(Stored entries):

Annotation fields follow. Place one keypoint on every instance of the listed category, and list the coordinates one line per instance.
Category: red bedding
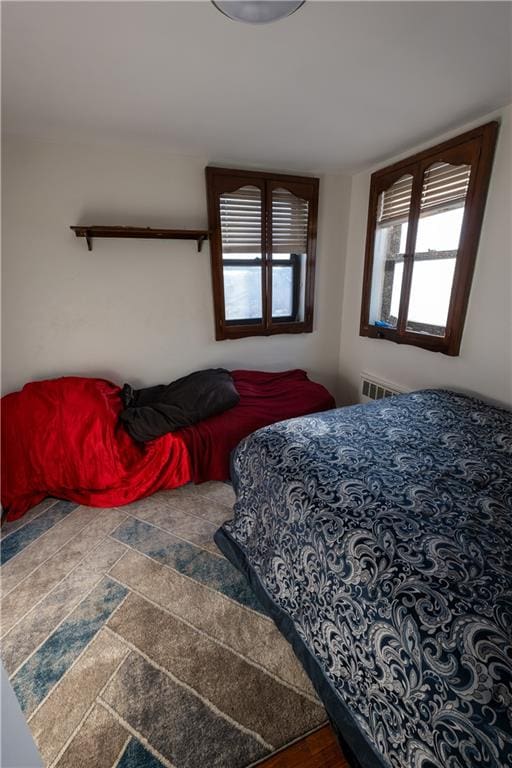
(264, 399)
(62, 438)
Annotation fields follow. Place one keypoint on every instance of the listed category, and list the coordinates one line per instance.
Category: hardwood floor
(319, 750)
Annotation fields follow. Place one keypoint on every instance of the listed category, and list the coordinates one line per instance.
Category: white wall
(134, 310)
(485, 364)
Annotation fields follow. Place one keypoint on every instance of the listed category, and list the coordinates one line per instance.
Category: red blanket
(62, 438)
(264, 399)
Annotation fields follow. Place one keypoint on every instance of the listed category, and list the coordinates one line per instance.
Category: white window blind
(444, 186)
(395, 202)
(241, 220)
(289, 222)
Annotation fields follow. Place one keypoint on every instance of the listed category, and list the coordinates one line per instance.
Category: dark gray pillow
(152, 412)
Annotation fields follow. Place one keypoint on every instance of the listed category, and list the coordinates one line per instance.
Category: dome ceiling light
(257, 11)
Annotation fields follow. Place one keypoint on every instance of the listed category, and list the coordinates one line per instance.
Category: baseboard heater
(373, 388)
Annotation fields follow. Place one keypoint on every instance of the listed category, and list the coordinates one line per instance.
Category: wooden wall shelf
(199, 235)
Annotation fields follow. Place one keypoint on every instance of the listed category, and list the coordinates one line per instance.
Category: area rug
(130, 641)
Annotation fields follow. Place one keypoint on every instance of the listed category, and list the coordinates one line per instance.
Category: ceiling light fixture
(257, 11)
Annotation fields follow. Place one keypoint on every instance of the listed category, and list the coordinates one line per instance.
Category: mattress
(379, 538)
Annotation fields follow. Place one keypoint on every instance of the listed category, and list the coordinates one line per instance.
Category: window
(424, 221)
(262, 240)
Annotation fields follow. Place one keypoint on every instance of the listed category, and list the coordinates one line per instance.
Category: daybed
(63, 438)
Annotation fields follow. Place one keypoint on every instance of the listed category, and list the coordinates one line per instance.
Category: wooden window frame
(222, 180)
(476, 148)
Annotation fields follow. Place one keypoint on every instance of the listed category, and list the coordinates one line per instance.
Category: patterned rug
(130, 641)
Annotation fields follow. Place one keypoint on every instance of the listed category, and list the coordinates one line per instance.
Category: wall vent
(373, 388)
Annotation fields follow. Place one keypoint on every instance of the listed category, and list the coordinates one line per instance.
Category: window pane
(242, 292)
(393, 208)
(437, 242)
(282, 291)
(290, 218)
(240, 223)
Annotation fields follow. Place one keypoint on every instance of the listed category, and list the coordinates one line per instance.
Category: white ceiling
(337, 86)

...

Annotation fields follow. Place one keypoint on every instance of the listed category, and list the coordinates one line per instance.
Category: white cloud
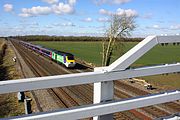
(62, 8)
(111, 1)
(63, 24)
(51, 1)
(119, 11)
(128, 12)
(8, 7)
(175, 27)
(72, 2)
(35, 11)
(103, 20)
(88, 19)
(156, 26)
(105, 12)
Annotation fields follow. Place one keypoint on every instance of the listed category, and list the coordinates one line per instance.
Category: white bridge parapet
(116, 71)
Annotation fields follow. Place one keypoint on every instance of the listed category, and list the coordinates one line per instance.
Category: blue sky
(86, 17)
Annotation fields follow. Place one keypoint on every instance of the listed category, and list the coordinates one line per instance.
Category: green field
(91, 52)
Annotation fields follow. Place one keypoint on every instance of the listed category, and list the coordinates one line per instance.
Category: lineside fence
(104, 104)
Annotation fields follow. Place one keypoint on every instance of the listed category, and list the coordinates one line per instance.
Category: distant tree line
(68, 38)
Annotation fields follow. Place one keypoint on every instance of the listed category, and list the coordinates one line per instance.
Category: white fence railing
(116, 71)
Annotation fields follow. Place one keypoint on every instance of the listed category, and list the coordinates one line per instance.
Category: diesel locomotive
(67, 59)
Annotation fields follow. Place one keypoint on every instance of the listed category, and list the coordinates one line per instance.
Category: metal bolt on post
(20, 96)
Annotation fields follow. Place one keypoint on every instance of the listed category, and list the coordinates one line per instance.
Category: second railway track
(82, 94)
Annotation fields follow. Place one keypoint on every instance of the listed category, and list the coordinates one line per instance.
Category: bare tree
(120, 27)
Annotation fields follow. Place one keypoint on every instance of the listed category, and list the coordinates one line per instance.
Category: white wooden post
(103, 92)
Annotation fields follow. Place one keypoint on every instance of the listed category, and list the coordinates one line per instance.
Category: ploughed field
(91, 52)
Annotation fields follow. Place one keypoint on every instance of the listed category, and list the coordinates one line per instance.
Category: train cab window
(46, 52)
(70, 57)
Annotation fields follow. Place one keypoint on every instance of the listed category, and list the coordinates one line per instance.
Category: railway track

---

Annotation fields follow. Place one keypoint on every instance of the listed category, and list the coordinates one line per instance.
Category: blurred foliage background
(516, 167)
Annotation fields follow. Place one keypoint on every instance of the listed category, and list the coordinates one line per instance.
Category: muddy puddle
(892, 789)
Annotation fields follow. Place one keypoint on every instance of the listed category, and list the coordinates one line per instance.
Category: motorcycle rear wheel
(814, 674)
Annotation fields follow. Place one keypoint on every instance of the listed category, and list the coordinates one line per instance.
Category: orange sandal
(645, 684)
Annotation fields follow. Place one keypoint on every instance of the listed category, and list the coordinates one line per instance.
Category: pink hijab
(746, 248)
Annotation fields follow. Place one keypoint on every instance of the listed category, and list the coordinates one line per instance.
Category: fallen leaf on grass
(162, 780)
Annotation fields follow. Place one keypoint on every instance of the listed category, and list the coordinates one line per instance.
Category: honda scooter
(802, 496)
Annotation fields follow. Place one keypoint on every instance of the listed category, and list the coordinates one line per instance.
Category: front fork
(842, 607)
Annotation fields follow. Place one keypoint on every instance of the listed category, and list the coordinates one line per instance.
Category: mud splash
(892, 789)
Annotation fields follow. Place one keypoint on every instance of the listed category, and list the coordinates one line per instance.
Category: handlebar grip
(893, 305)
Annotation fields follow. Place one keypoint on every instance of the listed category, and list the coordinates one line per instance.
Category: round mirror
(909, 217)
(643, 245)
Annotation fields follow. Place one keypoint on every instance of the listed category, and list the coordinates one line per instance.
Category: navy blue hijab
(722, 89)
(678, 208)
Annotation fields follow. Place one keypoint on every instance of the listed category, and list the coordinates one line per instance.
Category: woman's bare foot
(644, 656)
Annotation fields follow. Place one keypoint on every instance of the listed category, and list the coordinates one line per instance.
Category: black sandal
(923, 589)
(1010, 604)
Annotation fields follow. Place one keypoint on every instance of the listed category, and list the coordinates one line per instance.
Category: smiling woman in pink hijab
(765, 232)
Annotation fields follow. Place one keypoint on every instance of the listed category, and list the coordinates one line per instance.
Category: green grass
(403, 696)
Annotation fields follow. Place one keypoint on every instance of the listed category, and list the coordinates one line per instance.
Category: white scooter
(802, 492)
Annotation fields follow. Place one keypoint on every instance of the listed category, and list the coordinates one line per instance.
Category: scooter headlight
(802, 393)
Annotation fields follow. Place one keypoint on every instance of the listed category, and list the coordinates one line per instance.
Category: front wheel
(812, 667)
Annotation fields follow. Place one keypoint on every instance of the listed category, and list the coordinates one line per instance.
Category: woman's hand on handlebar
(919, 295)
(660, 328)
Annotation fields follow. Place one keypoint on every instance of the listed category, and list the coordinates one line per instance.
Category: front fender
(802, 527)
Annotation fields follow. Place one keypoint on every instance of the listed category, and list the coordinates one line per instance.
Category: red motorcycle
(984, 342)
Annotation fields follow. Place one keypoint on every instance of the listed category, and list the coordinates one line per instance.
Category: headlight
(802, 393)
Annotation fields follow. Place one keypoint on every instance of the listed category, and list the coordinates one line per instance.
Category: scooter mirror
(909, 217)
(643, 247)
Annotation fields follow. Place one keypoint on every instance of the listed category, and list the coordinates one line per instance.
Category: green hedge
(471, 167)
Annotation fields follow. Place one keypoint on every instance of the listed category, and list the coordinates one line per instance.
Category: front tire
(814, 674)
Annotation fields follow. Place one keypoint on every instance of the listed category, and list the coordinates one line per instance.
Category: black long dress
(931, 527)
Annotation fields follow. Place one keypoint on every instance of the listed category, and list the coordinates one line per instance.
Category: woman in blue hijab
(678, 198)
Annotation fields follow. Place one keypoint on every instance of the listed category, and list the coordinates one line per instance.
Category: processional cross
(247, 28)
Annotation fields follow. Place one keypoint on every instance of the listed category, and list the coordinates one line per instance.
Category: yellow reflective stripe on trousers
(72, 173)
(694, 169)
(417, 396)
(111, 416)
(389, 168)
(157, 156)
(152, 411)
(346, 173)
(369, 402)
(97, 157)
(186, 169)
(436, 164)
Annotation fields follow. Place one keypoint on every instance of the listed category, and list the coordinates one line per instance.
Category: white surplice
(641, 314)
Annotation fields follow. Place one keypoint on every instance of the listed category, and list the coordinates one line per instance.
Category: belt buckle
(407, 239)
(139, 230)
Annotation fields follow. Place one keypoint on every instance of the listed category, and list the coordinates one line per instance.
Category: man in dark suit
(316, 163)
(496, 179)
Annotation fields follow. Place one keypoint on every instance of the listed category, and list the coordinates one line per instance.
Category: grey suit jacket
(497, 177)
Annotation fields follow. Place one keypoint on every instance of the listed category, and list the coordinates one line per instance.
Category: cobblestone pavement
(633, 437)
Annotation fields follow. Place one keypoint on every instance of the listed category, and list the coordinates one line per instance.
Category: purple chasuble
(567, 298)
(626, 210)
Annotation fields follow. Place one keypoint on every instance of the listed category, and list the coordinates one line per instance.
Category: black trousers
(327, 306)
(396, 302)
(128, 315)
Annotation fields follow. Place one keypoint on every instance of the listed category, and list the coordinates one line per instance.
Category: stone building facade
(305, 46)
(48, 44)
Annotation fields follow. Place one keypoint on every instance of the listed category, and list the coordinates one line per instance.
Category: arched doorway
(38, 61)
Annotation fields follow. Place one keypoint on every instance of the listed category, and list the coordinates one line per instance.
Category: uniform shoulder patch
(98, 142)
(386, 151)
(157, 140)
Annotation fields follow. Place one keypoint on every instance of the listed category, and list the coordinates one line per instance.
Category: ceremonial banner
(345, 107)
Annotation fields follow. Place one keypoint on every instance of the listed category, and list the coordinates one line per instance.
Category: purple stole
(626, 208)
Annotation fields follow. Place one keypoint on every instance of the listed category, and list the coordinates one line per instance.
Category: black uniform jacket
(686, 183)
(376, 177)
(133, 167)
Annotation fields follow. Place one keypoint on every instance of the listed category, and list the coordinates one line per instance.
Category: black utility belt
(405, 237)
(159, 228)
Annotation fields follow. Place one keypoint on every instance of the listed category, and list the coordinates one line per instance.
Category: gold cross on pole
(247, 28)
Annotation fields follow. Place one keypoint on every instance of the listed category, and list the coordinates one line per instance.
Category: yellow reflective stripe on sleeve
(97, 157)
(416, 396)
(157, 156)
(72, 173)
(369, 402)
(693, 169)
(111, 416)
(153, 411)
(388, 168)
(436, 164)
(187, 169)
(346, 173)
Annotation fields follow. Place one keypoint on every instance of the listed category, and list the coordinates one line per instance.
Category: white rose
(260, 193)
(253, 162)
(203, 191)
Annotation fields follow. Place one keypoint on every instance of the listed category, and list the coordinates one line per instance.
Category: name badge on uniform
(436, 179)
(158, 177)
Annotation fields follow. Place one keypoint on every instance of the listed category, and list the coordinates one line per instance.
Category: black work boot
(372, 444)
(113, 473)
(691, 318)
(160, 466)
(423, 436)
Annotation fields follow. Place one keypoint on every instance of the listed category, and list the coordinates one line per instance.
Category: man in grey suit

(What you should do): Pull out each line in the records above that contains the word "cross", copying those lines unchanged and leaving out all the rest.

(Result of this exercise):
Category: processional cross
Category: gold cross on pole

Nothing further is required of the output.